• [Task requirements]:
Pick out each line in the items below that contains the string "blue". Case counts, so a line matches only when the capitals and lowercase letters are the same.

--- START OF Provided information ---

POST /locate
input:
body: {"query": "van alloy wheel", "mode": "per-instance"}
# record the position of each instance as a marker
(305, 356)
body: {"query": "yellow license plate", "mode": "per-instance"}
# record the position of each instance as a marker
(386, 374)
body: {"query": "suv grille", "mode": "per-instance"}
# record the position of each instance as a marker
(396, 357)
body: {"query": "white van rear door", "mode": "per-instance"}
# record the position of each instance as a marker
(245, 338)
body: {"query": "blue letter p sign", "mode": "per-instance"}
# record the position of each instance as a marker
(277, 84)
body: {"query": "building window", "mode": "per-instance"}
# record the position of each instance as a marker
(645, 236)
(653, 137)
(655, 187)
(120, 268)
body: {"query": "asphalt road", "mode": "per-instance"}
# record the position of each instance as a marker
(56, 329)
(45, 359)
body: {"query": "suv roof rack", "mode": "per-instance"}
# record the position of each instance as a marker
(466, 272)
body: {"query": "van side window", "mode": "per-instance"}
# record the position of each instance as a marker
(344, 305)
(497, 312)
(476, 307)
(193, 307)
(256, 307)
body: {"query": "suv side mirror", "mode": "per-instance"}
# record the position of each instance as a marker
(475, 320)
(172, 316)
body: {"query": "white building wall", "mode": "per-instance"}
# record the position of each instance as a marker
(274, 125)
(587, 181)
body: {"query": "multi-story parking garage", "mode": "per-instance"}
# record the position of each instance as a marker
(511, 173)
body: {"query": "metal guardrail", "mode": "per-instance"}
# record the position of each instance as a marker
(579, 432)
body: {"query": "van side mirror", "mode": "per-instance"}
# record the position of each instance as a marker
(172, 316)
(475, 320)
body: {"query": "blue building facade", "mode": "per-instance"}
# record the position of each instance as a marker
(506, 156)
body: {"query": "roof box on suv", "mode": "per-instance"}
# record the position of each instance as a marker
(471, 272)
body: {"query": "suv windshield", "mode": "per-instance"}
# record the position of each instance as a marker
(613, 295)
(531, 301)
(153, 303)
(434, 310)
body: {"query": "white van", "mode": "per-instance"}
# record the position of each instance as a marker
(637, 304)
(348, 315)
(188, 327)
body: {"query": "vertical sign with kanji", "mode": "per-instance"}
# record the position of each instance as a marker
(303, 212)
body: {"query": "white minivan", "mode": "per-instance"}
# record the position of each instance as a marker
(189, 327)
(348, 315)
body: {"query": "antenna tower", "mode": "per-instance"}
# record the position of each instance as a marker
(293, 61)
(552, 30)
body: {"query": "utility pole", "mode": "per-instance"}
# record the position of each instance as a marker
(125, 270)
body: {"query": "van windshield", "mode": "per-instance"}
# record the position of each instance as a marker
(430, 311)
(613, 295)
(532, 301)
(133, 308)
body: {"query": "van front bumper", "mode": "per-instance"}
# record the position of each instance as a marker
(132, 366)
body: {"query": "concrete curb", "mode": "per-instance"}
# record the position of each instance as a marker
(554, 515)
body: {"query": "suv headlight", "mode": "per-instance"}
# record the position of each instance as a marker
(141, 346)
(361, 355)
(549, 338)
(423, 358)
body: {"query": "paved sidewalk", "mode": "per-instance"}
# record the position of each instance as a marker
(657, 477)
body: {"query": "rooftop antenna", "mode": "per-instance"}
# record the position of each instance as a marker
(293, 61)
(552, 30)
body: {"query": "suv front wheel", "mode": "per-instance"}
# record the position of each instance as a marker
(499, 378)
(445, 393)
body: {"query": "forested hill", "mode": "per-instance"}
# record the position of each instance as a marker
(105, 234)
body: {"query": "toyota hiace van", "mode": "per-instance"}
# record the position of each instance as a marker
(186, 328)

--- END OF Provided information ---

• [Solution to the problem]:
body: {"query": "blue letter p sign", "mode": "per-instance"}
body: {"query": "blue building facade", "mode": "per-instance"}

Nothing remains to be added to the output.